--- What is being asked ---
Scan the data for "below" and copy each matching line.

[Source records]
=== Section Start ===
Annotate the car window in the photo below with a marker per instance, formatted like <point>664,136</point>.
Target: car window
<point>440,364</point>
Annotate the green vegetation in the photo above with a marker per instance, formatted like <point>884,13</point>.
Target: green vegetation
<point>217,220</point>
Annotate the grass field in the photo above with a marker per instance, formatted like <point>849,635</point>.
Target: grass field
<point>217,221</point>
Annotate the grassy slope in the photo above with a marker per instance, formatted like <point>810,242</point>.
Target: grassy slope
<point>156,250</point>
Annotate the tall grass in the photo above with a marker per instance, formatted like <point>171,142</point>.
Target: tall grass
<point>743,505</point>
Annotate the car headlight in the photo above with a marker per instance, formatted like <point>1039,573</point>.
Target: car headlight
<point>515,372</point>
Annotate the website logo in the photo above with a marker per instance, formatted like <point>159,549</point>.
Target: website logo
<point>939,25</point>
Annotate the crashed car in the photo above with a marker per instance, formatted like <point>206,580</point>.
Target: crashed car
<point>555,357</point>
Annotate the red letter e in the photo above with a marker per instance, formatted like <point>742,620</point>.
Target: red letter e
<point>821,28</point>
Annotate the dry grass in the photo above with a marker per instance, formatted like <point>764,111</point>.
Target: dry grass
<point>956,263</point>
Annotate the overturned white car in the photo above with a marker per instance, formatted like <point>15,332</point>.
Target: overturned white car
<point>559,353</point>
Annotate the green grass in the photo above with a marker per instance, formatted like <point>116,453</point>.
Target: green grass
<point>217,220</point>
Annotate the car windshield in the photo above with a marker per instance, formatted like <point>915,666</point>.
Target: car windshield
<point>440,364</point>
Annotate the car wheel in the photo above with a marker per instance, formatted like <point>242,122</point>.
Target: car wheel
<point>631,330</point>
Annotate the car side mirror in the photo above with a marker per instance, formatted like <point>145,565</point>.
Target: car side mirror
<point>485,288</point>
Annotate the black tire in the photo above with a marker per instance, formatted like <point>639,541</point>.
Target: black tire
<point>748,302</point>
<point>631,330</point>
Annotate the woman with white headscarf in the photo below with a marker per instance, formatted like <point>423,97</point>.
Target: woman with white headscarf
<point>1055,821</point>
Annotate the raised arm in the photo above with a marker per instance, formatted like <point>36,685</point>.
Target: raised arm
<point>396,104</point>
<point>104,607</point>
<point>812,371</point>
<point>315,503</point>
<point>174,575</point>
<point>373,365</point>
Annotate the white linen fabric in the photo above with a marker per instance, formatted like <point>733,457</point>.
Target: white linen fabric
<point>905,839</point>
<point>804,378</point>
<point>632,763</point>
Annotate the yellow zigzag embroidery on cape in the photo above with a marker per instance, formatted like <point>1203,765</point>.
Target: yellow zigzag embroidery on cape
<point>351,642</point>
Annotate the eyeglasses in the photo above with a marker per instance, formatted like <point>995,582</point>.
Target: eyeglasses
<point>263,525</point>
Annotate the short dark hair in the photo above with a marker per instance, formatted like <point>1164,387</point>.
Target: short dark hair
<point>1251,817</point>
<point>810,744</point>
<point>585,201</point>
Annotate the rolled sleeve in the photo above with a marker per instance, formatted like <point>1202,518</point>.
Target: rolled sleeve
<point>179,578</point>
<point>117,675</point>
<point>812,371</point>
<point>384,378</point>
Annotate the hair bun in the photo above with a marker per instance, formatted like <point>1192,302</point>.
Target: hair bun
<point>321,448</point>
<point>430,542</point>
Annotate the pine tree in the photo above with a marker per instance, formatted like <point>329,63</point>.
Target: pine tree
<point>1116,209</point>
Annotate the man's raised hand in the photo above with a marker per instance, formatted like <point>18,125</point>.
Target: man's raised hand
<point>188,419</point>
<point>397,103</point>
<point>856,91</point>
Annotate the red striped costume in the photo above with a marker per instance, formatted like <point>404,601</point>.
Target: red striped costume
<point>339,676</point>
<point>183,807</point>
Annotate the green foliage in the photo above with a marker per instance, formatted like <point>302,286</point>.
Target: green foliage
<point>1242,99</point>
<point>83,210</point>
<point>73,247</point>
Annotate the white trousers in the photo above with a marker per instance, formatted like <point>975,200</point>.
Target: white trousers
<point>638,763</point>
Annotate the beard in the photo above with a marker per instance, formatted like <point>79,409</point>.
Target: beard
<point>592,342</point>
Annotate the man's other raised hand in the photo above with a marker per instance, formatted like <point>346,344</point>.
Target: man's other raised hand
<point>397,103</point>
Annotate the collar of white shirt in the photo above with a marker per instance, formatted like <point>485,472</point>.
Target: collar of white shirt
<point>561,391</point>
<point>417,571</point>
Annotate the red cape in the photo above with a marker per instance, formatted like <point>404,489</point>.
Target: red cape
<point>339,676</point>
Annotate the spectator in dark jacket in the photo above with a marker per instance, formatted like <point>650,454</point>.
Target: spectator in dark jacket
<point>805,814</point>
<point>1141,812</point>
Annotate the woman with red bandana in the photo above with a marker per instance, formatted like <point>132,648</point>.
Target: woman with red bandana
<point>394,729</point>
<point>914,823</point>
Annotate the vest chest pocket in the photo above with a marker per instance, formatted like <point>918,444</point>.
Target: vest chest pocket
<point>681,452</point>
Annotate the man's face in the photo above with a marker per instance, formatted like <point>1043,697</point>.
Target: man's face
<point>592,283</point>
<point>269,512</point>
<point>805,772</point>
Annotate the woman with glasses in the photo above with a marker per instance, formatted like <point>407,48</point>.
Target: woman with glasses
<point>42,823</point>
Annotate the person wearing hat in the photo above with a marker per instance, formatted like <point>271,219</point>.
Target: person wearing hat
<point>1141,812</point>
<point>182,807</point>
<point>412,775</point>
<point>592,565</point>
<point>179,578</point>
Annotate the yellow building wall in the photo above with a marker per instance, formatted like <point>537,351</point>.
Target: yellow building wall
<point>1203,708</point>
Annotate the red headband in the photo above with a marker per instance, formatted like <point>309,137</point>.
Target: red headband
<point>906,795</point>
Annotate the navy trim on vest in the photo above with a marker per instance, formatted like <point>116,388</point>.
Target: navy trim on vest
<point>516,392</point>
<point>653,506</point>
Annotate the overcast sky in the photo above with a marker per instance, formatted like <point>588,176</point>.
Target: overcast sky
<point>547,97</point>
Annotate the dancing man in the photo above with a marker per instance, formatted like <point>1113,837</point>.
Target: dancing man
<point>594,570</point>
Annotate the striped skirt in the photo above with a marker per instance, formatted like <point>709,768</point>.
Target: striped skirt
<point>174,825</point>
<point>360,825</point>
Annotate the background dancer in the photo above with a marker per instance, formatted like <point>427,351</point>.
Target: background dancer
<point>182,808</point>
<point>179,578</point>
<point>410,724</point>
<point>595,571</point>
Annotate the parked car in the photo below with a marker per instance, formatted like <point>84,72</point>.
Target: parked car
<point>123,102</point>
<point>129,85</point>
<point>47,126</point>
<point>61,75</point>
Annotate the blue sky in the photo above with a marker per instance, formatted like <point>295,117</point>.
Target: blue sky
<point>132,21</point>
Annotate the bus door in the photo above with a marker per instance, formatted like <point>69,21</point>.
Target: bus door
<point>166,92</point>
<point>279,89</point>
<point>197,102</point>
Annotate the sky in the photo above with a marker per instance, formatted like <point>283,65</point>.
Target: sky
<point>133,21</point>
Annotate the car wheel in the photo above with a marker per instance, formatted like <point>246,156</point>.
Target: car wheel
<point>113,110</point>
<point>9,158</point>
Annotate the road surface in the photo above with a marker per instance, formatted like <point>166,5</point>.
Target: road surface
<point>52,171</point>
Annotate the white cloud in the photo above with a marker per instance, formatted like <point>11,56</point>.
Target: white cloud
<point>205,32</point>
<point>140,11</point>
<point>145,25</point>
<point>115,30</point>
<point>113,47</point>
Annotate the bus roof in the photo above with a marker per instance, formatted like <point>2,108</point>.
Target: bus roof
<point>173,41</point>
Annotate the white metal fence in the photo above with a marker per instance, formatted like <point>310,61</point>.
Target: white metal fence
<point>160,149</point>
=== Section End ===
--- Response to the exercise ---
Annotate the car window in the photo below with a marker per instance, formatted like <point>664,136</point>.
Annotate the woman with white headscarf in the photo below with a marker per instance, formatted like <point>423,97</point>.
Annotate the parked car in the photo below with a marker per instance, formatted like <point>84,72</point>.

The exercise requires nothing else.